[Stored dataset items]

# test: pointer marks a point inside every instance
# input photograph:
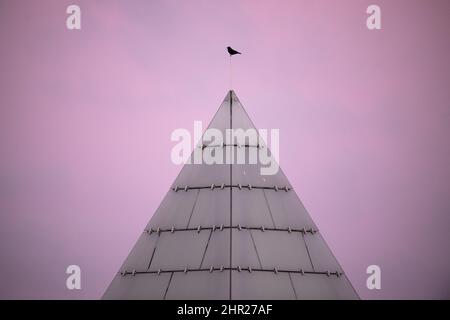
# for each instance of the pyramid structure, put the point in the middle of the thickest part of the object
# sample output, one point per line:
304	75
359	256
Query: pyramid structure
224	231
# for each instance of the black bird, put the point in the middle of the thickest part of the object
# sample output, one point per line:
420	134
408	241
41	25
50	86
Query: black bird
232	52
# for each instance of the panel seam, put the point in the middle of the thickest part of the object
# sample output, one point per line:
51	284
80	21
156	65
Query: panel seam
206	248
168	284
193	208
268	206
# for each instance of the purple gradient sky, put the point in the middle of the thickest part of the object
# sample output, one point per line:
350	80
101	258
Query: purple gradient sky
86	117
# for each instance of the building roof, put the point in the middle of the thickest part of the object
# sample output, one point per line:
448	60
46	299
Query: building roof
224	231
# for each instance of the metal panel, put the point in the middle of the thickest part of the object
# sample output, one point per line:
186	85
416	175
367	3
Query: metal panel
244	252
175	210
141	254
259	285
218	252
250	173
321	256
203	174
287	210
180	249
281	250
200	285
212	208
322	287
139	286
250	208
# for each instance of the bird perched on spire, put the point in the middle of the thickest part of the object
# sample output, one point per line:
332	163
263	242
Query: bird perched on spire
232	52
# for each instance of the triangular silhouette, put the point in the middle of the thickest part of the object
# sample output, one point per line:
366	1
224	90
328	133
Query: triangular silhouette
272	251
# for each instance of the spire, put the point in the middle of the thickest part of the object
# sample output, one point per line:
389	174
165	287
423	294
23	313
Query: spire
224	231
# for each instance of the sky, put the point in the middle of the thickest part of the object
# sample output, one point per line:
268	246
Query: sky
86	117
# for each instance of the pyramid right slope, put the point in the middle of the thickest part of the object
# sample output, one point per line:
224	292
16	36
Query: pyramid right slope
225	231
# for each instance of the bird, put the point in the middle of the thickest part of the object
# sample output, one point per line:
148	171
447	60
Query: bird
232	52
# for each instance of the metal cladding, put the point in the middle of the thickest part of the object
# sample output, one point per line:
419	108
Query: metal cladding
224	231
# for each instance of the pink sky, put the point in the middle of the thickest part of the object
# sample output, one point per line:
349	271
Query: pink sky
86	118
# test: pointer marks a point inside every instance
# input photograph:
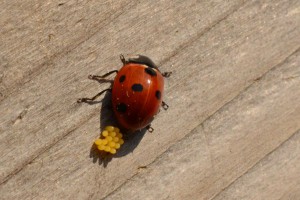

**STATED TASK:**
Which lines in the records contain the word "black"? Select each of them and copy it out, treating uppercase and lowercase as different.

**TASK RESULT:**
# for each instance of the black bird, put the point in the middle of the thickest part of the object
Query: black bird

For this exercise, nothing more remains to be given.